:: SUPPLIED PASSAGE ::
The connection quality determination logic 510 of the content server 110 determines a set of connection quality parameters 515 for all the receiving devices requesting video content. In one embodiment, the set of connection quality parameters 515 includes the maximum bit rate that can be sustained to any one subscriber to the video content. The connection quality determination logic 510 sends the set of connection quality parameters 515 to the video capture parameter determination logic 530 of the content producer 105.
The content contextual information generator 520 of the content producer 105 generates contextual information 525. In one embodiment, the contextual information 525 is the content type of the desired video content, e.g., sports, talk show, reality show, etc.
The video capture parameter determination logic 530 receives the set of connection quality parameters 515 from the connection quality determination logic 510 of the content server 110 and the contextual information 525 from the content contextual information generator 520. The video capture parameter determination logic 530 selects an optimal video format for the video containing the desired content from multiple available video formats based on the set of connection quality parameters 515 and the contextual information 525. In one embodiment, the video capture parameter determination logic 530 assigns different weights to each video quality parameter based on the contextual information 525. The video capture parameter determination logic 530 then selects the optimal video format based on the different weights, e.g., by selecting a video format that best matches the weights assigned to different video quality parameters.
In one embodiment, when the set of connection quality parameters 515 indicates that the connection quality between the receiving device 120 and the content server 110 is poor, the video capture parameter determination logic 530 uses a scale function for the importance of each video quality parameter to determine how much each video quality parameter can be degraded. In one embodiment, the scale function is derived partially based on the contextual information 525. For example, different weights are assigned to each video quality parameter based on the contextual information 525, and the more weights a video quality parameter is assigned, the less the video quality parameter is to be degraded.

:: MATERIAL ::
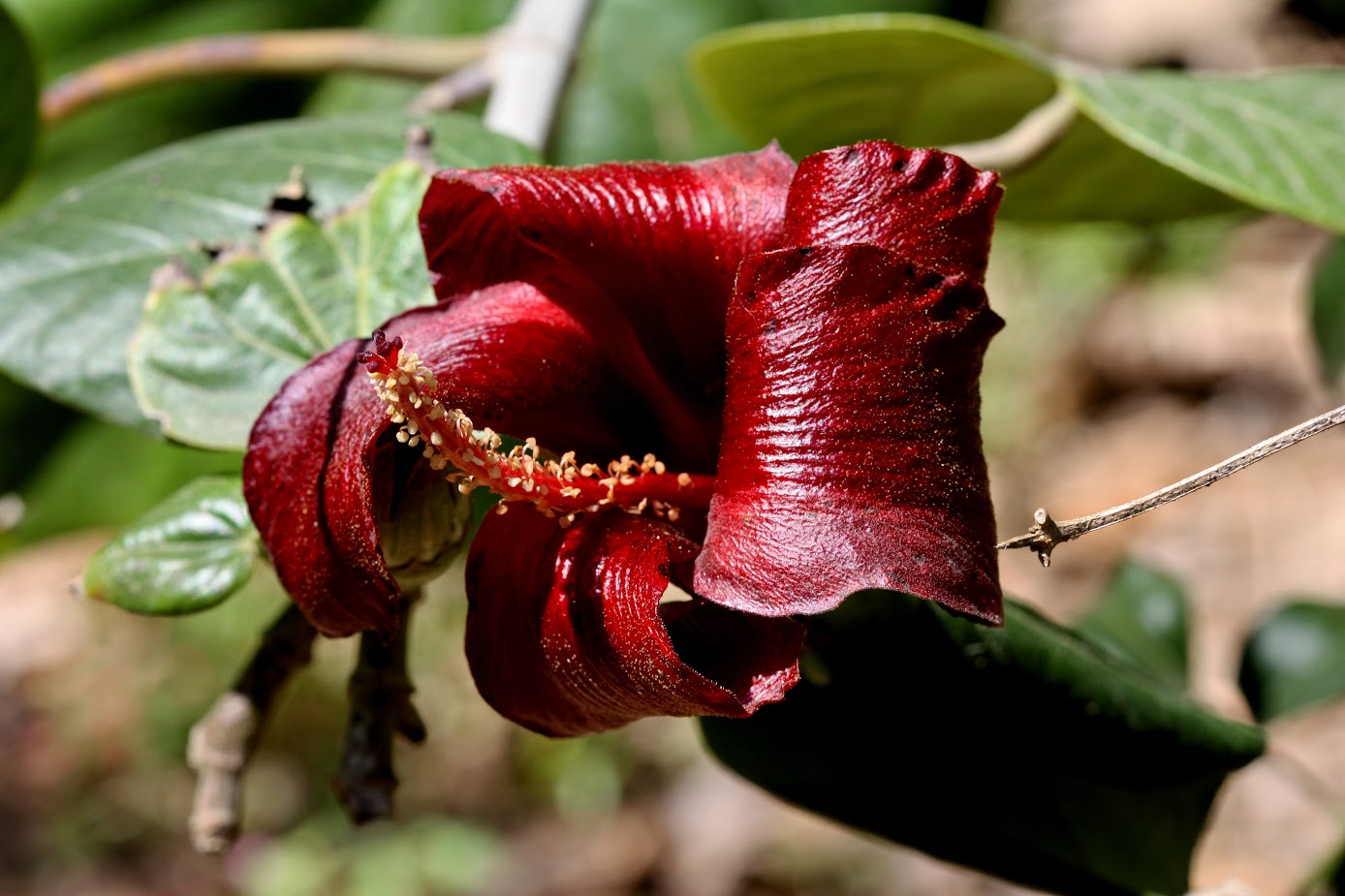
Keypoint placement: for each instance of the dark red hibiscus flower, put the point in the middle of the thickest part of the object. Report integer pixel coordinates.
(752, 380)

:: THE REQUEST ::
Update the passage on video format selection, starting at "In one embodiment, when" and ending at "to be degraded.", so that "scale function" becomes "weighting function" wherever it occurs.

:: SOLUTION FOR THIS PROBLEM ::
In one embodiment, when the set of connection quality parameters 515 indicates that the connection quality between the receiving device 120 and the content server 110 is poor, the video capture parameter determination logic 530 uses a weighting function for the importance of each video quality parameter to determine how much each video quality parameter can be degraded. In one embodiment, the weighting function is derived partially based on the contextual information 525. For example, different weights are assigned to each video quality parameter based on the contextual information 525, and the more weights a video quality parameter is assigned, the less the video quality parameter is to be degraded.